Please rewrite everything from the line containing "105V98L85 94L78 104L77" down to the end of the items, switching "positive clicks" to "foreground clicks" and leaving all else unchanged.

=== INFORMATION SUPPLIED ===
────────────────────

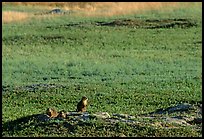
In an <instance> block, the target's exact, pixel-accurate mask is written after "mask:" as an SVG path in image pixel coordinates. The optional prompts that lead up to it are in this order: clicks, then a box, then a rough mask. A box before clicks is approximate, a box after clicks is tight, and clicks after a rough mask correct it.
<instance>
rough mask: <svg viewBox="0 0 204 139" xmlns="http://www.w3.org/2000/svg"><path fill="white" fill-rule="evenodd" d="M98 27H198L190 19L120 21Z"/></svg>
mask: <svg viewBox="0 0 204 139" xmlns="http://www.w3.org/2000/svg"><path fill="white" fill-rule="evenodd" d="M96 25H97V26H113V27H114V26H128V27H135V28H147V29H156V28H176V27H180V28H189V27H194V26H197V24H196V23H195V21H191V20H189V19H161V20H158V19H156V20H154V19H152V20H150V19H147V20H135V19H118V20H114V21H112V22H97V23H96Z"/></svg>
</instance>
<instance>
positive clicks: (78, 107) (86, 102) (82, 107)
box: [77, 96, 88, 112]
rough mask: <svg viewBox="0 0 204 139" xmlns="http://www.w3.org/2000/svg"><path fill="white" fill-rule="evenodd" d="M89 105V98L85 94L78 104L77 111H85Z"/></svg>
mask: <svg viewBox="0 0 204 139" xmlns="http://www.w3.org/2000/svg"><path fill="white" fill-rule="evenodd" d="M87 105H88V98H87V97H85V96H83V97H82V99H81V101H80V102H79V103H78V104H77V112H85V111H86V107H87Z"/></svg>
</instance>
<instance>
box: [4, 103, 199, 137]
mask: <svg viewBox="0 0 204 139" xmlns="http://www.w3.org/2000/svg"><path fill="white" fill-rule="evenodd" d="M200 103H201V104H199V106H196V105H191V104H187V103H184V104H178V105H176V106H173V107H168V108H166V109H158V110H156V111H155V112H152V113H148V114H144V115H135V116H134V115H128V114H116V113H113V114H108V113H107V112H96V113H94V114H90V113H88V112H83V113H78V112H66V117H65V118H62V117H54V118H51V117H49V116H48V115H46V114H44V113H42V114H34V115H29V116H26V117H22V118H19V119H16V120H14V121H8V122H6V123H4V124H3V131H4V132H8V133H9V134H10V135H12V134H14V133H15V132H21V131H23V130H26V129H27V128H33V129H32V130H35V129H38V128H40V129H42V130H44V131H45V132H60V131H61V130H62V129H63V131H66V132H75V130H76V129H77V127H80V126H94V124H95V123H94V121H95V122H96V120H97V119H100V120H99V121H101V122H102V123H101V124H104V126H106V127H107V128H108V127H110V126H111V125H112V126H115V125H116V126H117V124H119V123H123V124H127V125H130V126H131V127H132V126H136V127H138V126H139V127H140V126H141V127H144V126H147V127H150V126H151V127H152V128H155V129H157V128H179V127H183V126H189V127H190V128H195V130H202V129H201V126H202V110H201V109H202V102H200ZM167 113H168V115H167ZM171 113H174V114H173V115H171ZM147 120H149V122H147ZM58 130H59V131H58ZM4 132H3V133H2V135H4V134H5V133H4ZM28 134H32V133H28Z"/></svg>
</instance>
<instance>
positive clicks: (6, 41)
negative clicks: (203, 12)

────────────────────

=== REPLY TO THE TASK ===
rough mask: <svg viewBox="0 0 204 139" xmlns="http://www.w3.org/2000/svg"><path fill="white" fill-rule="evenodd" d="M89 105V98L85 94L78 104L77 111H85Z"/></svg>
mask: <svg viewBox="0 0 204 139" xmlns="http://www.w3.org/2000/svg"><path fill="white" fill-rule="evenodd" d="M87 105H88V98H87V97H85V96H83V97H82V99H81V101H80V102H79V103H78V104H77V112H85V111H86V107H87Z"/></svg>
</instance>
<instance>
box: [4, 103, 199, 137]
mask: <svg viewBox="0 0 204 139" xmlns="http://www.w3.org/2000/svg"><path fill="white" fill-rule="evenodd" d="M200 103H201V104H199V106H196V105H191V104H187V103H184V104H178V105H176V106H173V107H168V108H166V109H158V110H156V111H155V112H152V113H148V114H144V115H135V116H134V115H128V114H116V113H113V114H108V113H107V112H96V113H94V114H90V113H88V112H83V113H78V112H66V117H65V118H62V117H54V118H51V117H49V116H48V115H46V114H44V113H42V114H34V115H29V116H26V117H22V118H19V119H16V120H14V121H8V122H6V123H4V124H3V131H4V132H8V133H9V134H10V135H12V134H14V133H15V132H21V131H23V130H26V129H27V128H33V129H32V130H35V129H38V128H40V129H42V130H44V131H45V132H60V131H61V130H62V129H63V131H66V132H75V130H76V129H77V127H80V126H94V124H95V123H94V121H95V122H96V120H97V119H100V120H99V121H101V122H102V123H101V124H104V126H106V127H107V128H108V127H110V126H111V125H112V126H115V125H116V126H117V124H119V123H123V124H127V125H130V126H131V127H132V126H136V127H138V126H139V127H140V126H141V127H144V126H147V127H150V126H151V127H152V128H155V129H157V128H179V127H183V126H189V127H190V128H195V130H202V129H201V126H202V110H201V109H202V102H200ZM167 113H168V115H167ZM171 113H174V114H173V115H171ZM147 120H149V122H147ZM58 130H59V131H58ZM4 132H3V133H2V135H4V134H5V133H4ZM28 134H32V133H28Z"/></svg>
</instance>
<instance>
foreground clicks: (6, 41)
negative clicks: (203, 12)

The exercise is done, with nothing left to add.